§ **EXERCISE INPUTS**:
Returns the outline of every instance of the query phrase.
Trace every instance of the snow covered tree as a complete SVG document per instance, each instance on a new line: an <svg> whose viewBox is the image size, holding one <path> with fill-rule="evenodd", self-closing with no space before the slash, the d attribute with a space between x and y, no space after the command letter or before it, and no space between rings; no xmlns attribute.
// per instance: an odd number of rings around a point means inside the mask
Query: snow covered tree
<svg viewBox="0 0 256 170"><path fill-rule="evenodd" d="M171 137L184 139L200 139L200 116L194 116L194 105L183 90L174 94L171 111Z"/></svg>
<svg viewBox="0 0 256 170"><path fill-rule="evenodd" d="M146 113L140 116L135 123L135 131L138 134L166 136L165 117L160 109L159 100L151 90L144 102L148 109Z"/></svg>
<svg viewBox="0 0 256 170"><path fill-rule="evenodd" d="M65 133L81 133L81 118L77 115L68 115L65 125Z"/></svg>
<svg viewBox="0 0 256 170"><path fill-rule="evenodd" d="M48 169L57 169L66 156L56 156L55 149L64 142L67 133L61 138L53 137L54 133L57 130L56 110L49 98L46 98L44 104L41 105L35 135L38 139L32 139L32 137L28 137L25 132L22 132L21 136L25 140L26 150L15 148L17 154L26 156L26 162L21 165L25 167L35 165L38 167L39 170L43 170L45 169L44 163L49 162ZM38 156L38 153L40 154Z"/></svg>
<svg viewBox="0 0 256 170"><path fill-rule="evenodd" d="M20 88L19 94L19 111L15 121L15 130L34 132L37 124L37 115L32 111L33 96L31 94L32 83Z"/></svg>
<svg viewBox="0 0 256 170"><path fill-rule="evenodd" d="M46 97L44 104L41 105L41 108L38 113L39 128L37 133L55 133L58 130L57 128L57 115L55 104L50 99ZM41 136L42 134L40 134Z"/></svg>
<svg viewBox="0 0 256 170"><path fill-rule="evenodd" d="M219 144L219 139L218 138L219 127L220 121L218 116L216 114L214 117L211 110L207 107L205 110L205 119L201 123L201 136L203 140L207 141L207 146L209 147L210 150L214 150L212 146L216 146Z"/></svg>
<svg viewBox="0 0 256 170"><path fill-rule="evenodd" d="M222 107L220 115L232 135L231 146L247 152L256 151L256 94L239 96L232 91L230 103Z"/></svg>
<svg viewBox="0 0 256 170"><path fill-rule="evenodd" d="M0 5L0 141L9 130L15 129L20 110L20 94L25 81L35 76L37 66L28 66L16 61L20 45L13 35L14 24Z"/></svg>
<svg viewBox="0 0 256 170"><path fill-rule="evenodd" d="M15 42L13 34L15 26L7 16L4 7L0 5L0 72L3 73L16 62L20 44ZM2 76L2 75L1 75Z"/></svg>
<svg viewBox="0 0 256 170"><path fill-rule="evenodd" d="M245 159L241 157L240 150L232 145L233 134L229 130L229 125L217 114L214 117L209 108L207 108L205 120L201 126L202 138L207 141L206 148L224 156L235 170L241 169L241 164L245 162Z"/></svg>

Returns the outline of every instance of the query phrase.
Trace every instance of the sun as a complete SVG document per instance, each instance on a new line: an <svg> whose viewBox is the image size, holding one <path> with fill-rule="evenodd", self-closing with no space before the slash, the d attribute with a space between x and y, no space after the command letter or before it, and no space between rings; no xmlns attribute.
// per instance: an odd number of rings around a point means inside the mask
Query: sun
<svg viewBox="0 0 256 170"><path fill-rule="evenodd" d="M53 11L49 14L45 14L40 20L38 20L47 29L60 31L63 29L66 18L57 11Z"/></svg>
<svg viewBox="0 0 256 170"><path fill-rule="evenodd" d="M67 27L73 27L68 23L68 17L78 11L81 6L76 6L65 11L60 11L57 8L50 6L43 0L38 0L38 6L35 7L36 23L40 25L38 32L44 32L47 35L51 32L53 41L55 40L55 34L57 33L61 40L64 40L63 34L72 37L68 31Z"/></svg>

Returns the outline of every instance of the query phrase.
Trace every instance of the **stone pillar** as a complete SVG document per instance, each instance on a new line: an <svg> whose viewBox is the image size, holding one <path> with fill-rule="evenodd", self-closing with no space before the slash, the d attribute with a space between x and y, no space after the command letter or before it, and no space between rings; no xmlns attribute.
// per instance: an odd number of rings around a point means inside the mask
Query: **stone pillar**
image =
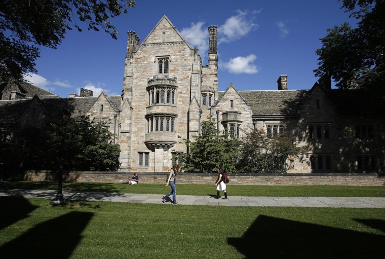
<svg viewBox="0 0 385 259"><path fill-rule="evenodd" d="M155 163L154 163L154 171L163 172L163 153L164 151L163 149L155 149Z"/></svg>

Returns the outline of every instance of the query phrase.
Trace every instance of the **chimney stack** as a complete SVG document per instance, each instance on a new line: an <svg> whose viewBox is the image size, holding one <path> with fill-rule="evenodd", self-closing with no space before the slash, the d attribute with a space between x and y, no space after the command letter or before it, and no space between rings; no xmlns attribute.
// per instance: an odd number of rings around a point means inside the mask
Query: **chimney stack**
<svg viewBox="0 0 385 259"><path fill-rule="evenodd" d="M331 89L331 80L330 77L327 74L324 74L320 78L318 84L323 89Z"/></svg>
<svg viewBox="0 0 385 259"><path fill-rule="evenodd" d="M287 75L281 75L277 83L278 83L278 90L287 90Z"/></svg>
<svg viewBox="0 0 385 259"><path fill-rule="evenodd" d="M138 50L140 41L136 32L132 30L127 32L127 55Z"/></svg>
<svg viewBox="0 0 385 259"><path fill-rule="evenodd" d="M217 52L217 39L218 31L217 26L211 25L209 27L209 53Z"/></svg>
<svg viewBox="0 0 385 259"><path fill-rule="evenodd" d="M81 97L91 97L93 96L94 92L88 89L85 89L84 88L80 89Z"/></svg>

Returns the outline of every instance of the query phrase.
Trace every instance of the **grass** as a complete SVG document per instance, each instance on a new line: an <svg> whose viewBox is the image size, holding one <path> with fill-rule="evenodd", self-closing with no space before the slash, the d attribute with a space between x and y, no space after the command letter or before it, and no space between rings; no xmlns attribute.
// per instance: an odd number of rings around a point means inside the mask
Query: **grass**
<svg viewBox="0 0 385 259"><path fill-rule="evenodd" d="M10 189L57 190L53 181L8 181ZM177 195L207 195L216 194L214 184L178 184ZM63 191L106 192L110 193L160 194L168 192L170 188L163 184L98 182L64 182ZM239 186L227 184L229 195L236 196L278 197L385 197L385 187L344 186Z"/></svg>
<svg viewBox="0 0 385 259"><path fill-rule="evenodd" d="M383 255L382 209L88 201L52 207L50 201L0 197L0 254L40 259Z"/></svg>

§ **WHAT YOU WILL DO**: Extract the whole listing above verbatim, leaving the pictures out.

§ **PROBLEM SOLUTION**:
Returns the outline of every instance of the query phrase.
Trace every instance of the snow covered tree as a complete SVG document per instance, each instance on a new line: an <svg> whose viewBox is the image size, holding one <path> with fill-rule="evenodd", self-closing with no space before the slash, the d attribute with a space between x and y, no space after the command letter or before it, and no space between rings; no xmlns attribute.
// per instance: an odd number of rings around a point means inside the mask
Query: snow covered tree
<svg viewBox="0 0 256 170"><path fill-rule="evenodd" d="M171 137L184 139L200 139L200 116L194 116L194 105L183 90L174 94L171 111Z"/></svg>
<svg viewBox="0 0 256 170"><path fill-rule="evenodd" d="M146 113L140 116L135 123L135 131L138 134L166 136L165 117L160 109L159 100L151 90L144 102L148 109Z"/></svg>
<svg viewBox="0 0 256 170"><path fill-rule="evenodd" d="M65 133L81 133L81 118L77 115L68 115L65 125Z"/></svg>
<svg viewBox="0 0 256 170"><path fill-rule="evenodd" d="M48 169L57 169L66 156L56 156L55 149L64 142L67 133L61 138L53 137L54 133L57 130L56 110L49 98L46 98L44 104L41 105L35 135L38 139L32 139L32 137L28 137L25 132L22 132L21 136L25 140L26 150L15 148L17 154L26 156L26 162L21 165L25 167L35 165L38 167L39 170L43 170L45 169L44 163L49 162ZM38 156L38 153L40 154Z"/></svg>
<svg viewBox="0 0 256 170"><path fill-rule="evenodd" d="M20 88L19 94L19 111L15 121L15 130L34 132L37 124L37 115L32 111L33 96L31 94L32 83Z"/></svg>
<svg viewBox="0 0 256 170"><path fill-rule="evenodd" d="M46 97L44 104L41 105L41 108L38 113L39 128L37 133L55 133L58 130L57 128L57 115L55 104L50 99ZM41 136L42 134L40 134Z"/></svg>
<svg viewBox="0 0 256 170"><path fill-rule="evenodd" d="M219 144L219 139L218 138L219 127L220 121L218 116L216 114L214 117L211 110L207 107L205 110L205 119L201 123L201 136L203 140L207 141L207 146L209 147L210 150L214 150L212 146L216 146Z"/></svg>
<svg viewBox="0 0 256 170"><path fill-rule="evenodd" d="M222 107L220 115L232 135L231 146L247 152L256 151L256 94L239 96L232 91L230 103Z"/></svg>
<svg viewBox="0 0 256 170"><path fill-rule="evenodd" d="M0 5L0 141L9 130L15 129L20 110L20 94L25 81L35 76L37 66L28 66L16 61L20 45L13 35L14 24Z"/></svg>
<svg viewBox="0 0 256 170"><path fill-rule="evenodd" d="M15 42L13 34L15 26L7 16L4 7L0 5L0 72L3 73L16 62L20 44ZM2 76L2 75L1 75Z"/></svg>
<svg viewBox="0 0 256 170"><path fill-rule="evenodd" d="M245 159L241 157L240 150L232 145L233 134L229 130L229 125L217 114L214 117L209 108L207 108L205 120L201 126L202 138L207 141L206 148L224 156L235 170L241 169L241 164L245 162Z"/></svg>

Returns the outline of every instance of the query phrase.
Trace every instance of the sun as a complete SVG document per instance, each instance on a new line: an <svg> whose viewBox is the image size, holding one <path> with fill-rule="evenodd", self-closing with no space before the slash, the d attribute with a space between x and y, no space after the command letter or before it, and no space between rings; no xmlns attribute.
// per instance: an odd number of rings around a point means inside the mask
Query: sun
<svg viewBox="0 0 256 170"><path fill-rule="evenodd" d="M53 11L49 14L45 14L40 20L38 20L47 29L60 31L63 29L66 18L57 11Z"/></svg>
<svg viewBox="0 0 256 170"><path fill-rule="evenodd" d="M67 27L73 27L68 23L68 17L78 11L81 6L76 6L65 11L60 11L57 8L50 6L43 0L38 0L38 6L35 7L36 23L40 25L38 32L44 32L47 35L51 32L53 41L55 40L55 34L57 33L61 40L64 40L63 34L72 37L68 31Z"/></svg>

Returns the outline of every instance of the query phrase.
Trace every instance of the **stone pillar** as a complete SVG document per instance, each instance on a new line: an <svg> whose viewBox is the image size, holding one <path> with fill-rule="evenodd", self-closing with no space before the slash, the d attribute with a space between x and y, no space after the command letter or before it, and no space between rings; no xmlns attribute.
// per instance: an odd number of rings around a point means inside the mask
Query: **stone pillar**
image =
<svg viewBox="0 0 385 259"><path fill-rule="evenodd" d="M155 163L154 163L154 171L163 172L163 153L164 151L163 149L155 149Z"/></svg>

Returns the outline of every instance of the query phrase.
Trace every instance of the **chimney stack** as a complete SVG document per instance, each instance on a new line: an <svg> whose viewBox is the image size, holding one <path> with fill-rule="evenodd", self-closing with no space before the slash, the d attribute with a space between x and y, no space after the command letter or before it, and no space between rings; no xmlns attribute.
// per instance: an odd number of rings around a point means inside the mask
Query: **chimney stack**
<svg viewBox="0 0 385 259"><path fill-rule="evenodd" d="M331 89L331 80L330 77L327 74L324 74L320 78L318 84L323 89Z"/></svg>
<svg viewBox="0 0 385 259"><path fill-rule="evenodd" d="M287 75L281 75L277 83L278 83L278 90L287 90Z"/></svg>
<svg viewBox="0 0 385 259"><path fill-rule="evenodd" d="M138 50L140 41L136 32L132 30L127 32L127 55Z"/></svg>
<svg viewBox="0 0 385 259"><path fill-rule="evenodd" d="M217 52L217 39L218 31L217 26L211 25L209 27L209 53Z"/></svg>
<svg viewBox="0 0 385 259"><path fill-rule="evenodd" d="M81 97L91 97L93 96L94 92L88 89L85 89L84 88L80 89Z"/></svg>

Returns the outline of every instance of the query phrase.
Trace every instance of the **grass** as a complete SVG document per instance, each instance on a new line: an <svg> whose viewBox is the image size, holding one <path> with fill-rule="evenodd", self-closing with no space before the slash, the d attribute with a space between x and y, no space after the command letter or before it, and no space between rings; no xmlns attribute.
// per instance: an odd number of rings around a point means inside the mask
Query: **grass**
<svg viewBox="0 0 385 259"><path fill-rule="evenodd" d="M10 189L57 190L53 181L8 181ZM177 195L207 195L216 194L214 184L178 184ZM63 191L106 192L110 193L160 194L168 192L170 188L163 184L98 182L64 182ZM239 186L227 184L229 195L236 196L278 197L385 197L385 187L344 186Z"/></svg>
<svg viewBox="0 0 385 259"><path fill-rule="evenodd" d="M383 255L382 209L88 201L52 207L50 201L0 197L0 254L40 259Z"/></svg>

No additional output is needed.